- [Source data]
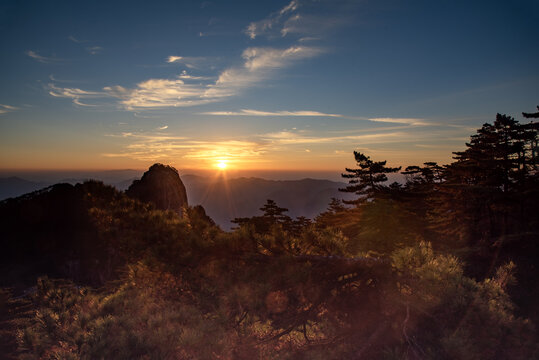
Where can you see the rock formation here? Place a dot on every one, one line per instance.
(160, 185)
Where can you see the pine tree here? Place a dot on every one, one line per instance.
(367, 180)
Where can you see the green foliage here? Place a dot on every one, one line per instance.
(358, 282)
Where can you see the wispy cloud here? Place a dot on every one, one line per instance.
(75, 40)
(159, 93)
(94, 49)
(269, 24)
(7, 108)
(409, 121)
(172, 59)
(153, 147)
(43, 59)
(259, 64)
(249, 112)
(75, 94)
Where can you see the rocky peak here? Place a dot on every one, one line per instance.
(160, 185)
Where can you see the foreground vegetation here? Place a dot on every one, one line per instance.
(441, 267)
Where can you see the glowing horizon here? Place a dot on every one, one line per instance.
(265, 87)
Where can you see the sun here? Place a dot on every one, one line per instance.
(221, 164)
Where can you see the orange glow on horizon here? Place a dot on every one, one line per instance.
(222, 164)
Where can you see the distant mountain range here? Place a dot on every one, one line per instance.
(225, 199)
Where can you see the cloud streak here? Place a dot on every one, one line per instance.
(269, 24)
(42, 59)
(249, 112)
(7, 108)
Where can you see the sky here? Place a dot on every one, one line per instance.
(258, 85)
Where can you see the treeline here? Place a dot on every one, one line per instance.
(440, 267)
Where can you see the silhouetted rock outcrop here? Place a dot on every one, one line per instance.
(160, 185)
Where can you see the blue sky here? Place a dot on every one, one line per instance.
(260, 85)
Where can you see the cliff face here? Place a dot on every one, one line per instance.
(160, 185)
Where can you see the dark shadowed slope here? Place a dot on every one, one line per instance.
(225, 200)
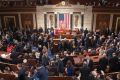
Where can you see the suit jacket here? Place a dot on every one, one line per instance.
(85, 71)
(42, 73)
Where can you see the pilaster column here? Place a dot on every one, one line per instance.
(20, 23)
(34, 21)
(94, 21)
(111, 21)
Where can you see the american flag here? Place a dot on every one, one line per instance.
(64, 20)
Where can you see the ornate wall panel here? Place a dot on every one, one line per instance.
(9, 20)
(27, 21)
(116, 23)
(102, 21)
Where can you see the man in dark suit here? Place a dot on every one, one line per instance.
(21, 72)
(113, 62)
(89, 62)
(103, 62)
(42, 73)
(85, 71)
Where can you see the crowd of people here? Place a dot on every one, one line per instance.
(39, 45)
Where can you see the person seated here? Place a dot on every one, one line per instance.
(69, 68)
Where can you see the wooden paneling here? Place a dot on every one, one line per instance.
(102, 21)
(27, 21)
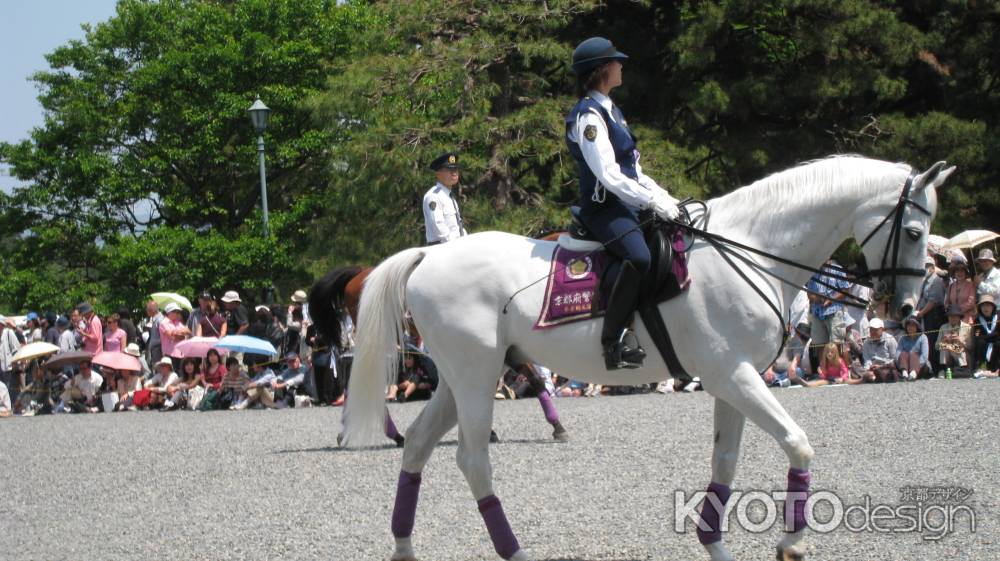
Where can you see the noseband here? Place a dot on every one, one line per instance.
(892, 244)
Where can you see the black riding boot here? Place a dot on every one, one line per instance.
(621, 304)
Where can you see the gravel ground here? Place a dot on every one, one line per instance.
(273, 485)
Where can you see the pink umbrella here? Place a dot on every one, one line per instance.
(118, 361)
(196, 347)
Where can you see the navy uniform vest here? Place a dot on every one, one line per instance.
(623, 143)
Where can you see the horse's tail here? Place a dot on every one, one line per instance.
(379, 335)
(326, 301)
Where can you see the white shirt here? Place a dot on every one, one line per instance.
(600, 158)
(87, 386)
(67, 341)
(9, 345)
(157, 380)
(442, 221)
(990, 284)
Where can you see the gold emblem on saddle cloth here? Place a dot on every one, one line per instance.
(579, 268)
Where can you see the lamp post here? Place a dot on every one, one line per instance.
(258, 115)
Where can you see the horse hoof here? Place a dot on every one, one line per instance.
(792, 553)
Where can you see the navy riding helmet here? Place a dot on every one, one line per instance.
(592, 53)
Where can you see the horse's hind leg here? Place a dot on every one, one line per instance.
(729, 425)
(475, 417)
(437, 418)
(747, 393)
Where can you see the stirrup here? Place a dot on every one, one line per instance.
(619, 354)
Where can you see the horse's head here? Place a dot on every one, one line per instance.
(894, 238)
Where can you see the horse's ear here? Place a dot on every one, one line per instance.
(934, 176)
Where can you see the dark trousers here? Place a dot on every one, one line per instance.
(325, 383)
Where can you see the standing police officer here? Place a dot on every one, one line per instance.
(442, 220)
(612, 189)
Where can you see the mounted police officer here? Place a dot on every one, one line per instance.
(612, 190)
(442, 220)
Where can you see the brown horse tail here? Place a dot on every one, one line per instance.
(326, 301)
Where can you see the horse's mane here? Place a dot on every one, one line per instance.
(814, 180)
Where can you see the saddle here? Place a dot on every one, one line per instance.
(663, 281)
(666, 279)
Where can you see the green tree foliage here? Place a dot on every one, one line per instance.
(151, 107)
(149, 112)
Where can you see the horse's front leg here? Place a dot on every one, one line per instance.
(747, 393)
(728, 433)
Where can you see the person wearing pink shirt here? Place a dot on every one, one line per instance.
(91, 330)
(115, 340)
(961, 291)
(173, 331)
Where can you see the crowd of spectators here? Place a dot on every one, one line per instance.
(953, 332)
(307, 371)
(950, 334)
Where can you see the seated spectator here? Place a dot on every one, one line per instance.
(832, 368)
(987, 335)
(5, 408)
(127, 383)
(178, 396)
(115, 338)
(291, 382)
(82, 393)
(134, 350)
(214, 370)
(878, 354)
(259, 388)
(961, 291)
(233, 387)
(163, 384)
(912, 352)
(418, 378)
(953, 340)
(788, 366)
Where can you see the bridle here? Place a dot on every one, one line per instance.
(883, 289)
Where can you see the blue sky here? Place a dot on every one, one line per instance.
(29, 29)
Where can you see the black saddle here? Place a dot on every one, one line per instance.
(659, 284)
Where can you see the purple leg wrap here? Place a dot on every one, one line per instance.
(405, 510)
(390, 427)
(798, 493)
(496, 523)
(711, 515)
(551, 415)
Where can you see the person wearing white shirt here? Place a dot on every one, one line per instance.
(988, 280)
(612, 189)
(442, 219)
(83, 391)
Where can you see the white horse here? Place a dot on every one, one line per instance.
(722, 329)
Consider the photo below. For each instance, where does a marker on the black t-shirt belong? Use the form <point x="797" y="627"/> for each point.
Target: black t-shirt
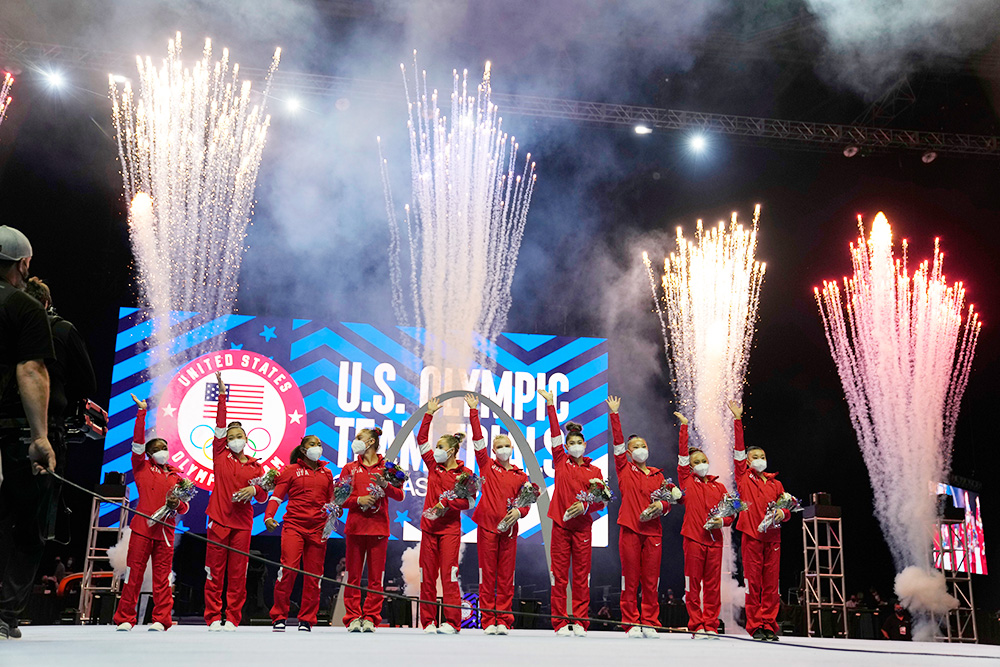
<point x="897" y="628"/>
<point x="24" y="335"/>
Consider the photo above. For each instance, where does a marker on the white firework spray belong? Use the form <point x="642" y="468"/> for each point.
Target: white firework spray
<point x="470" y="206"/>
<point x="903" y="345"/>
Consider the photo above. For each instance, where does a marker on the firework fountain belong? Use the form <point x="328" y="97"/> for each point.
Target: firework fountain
<point x="707" y="311"/>
<point x="903" y="345"/>
<point x="190" y="144"/>
<point x="470" y="206"/>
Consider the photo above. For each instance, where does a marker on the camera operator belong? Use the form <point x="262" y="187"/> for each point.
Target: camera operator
<point x="25" y="346"/>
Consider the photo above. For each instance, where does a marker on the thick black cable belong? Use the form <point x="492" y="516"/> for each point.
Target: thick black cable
<point x="526" y="614"/>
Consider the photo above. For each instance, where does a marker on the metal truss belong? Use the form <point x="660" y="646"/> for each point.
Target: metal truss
<point x="767" y="131"/>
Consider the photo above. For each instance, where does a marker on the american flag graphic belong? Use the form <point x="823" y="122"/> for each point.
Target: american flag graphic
<point x="243" y="401"/>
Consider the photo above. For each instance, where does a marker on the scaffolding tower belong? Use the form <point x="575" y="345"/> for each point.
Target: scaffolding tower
<point x="822" y="545"/>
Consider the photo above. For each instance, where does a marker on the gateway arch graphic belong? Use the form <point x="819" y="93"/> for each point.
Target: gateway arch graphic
<point x="527" y="453"/>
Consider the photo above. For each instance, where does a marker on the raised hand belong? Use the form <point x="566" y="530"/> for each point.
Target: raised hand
<point x="140" y="404"/>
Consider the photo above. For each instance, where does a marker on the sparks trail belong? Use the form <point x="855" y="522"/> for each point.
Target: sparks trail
<point x="707" y="311"/>
<point x="466" y="222"/>
<point x="903" y="349"/>
<point x="190" y="145"/>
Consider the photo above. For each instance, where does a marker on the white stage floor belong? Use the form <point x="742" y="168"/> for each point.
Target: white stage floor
<point x="186" y="646"/>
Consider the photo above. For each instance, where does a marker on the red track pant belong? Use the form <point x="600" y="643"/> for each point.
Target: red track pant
<point x="310" y="549"/>
<point x="761" y="564"/>
<point x="497" y="554"/>
<point x="140" y="548"/>
<point x="703" y="578"/>
<point x="362" y="548"/>
<point x="221" y="562"/>
<point x="567" y="545"/>
<point x="641" y="555"/>
<point x="439" y="557"/>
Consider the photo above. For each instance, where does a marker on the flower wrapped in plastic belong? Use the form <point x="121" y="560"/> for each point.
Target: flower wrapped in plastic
<point x="774" y="514"/>
<point x="730" y="505"/>
<point x="183" y="491"/>
<point x="526" y="496"/>
<point x="667" y="492"/>
<point x="597" y="491"/>
<point x="466" y="487"/>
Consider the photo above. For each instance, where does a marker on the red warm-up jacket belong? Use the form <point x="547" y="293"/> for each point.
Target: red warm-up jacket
<point x="154" y="482"/>
<point x="373" y="521"/>
<point x="307" y="490"/>
<point x="500" y="484"/>
<point x="700" y="495"/>
<point x="231" y="475"/>
<point x="571" y="479"/>
<point x="757" y="489"/>
<point x="439" y="480"/>
<point x="635" y="486"/>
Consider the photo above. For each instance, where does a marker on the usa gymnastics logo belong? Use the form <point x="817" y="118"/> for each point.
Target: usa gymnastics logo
<point x="261" y="395"/>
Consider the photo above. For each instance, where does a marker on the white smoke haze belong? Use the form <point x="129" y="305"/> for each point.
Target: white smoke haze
<point x="871" y="44"/>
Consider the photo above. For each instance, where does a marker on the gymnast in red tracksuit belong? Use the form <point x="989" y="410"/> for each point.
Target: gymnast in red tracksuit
<point x="230" y="519"/>
<point x="639" y="542"/>
<point x="702" y="548"/>
<point x="367" y="530"/>
<point x="570" y="536"/>
<point x="154" y="479"/>
<point x="761" y="552"/>
<point x="441" y="536"/>
<point x="502" y="480"/>
<point x="308" y="485"/>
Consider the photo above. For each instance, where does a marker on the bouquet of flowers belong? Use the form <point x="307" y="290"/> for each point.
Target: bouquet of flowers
<point x="774" y="515"/>
<point x="597" y="491"/>
<point x="182" y="492"/>
<point x="668" y="492"/>
<point x="466" y="486"/>
<point x="730" y="505"/>
<point x="526" y="497"/>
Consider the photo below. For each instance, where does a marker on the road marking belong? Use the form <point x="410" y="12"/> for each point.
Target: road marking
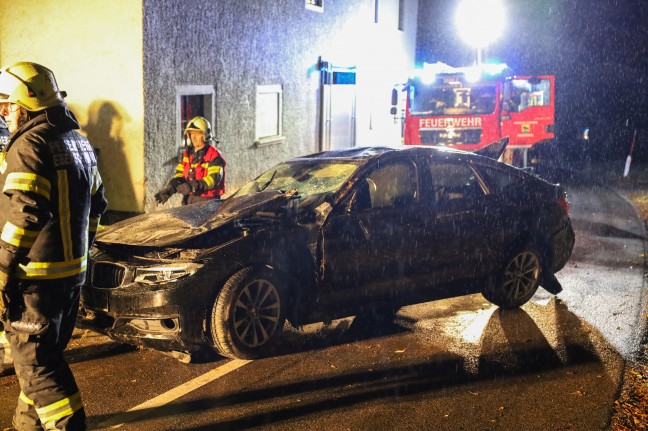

- [Aim of the task]
Go through the records line by line and give the number of lines with the string "road" in them, stating nothing else.

- [Answer to the problem]
2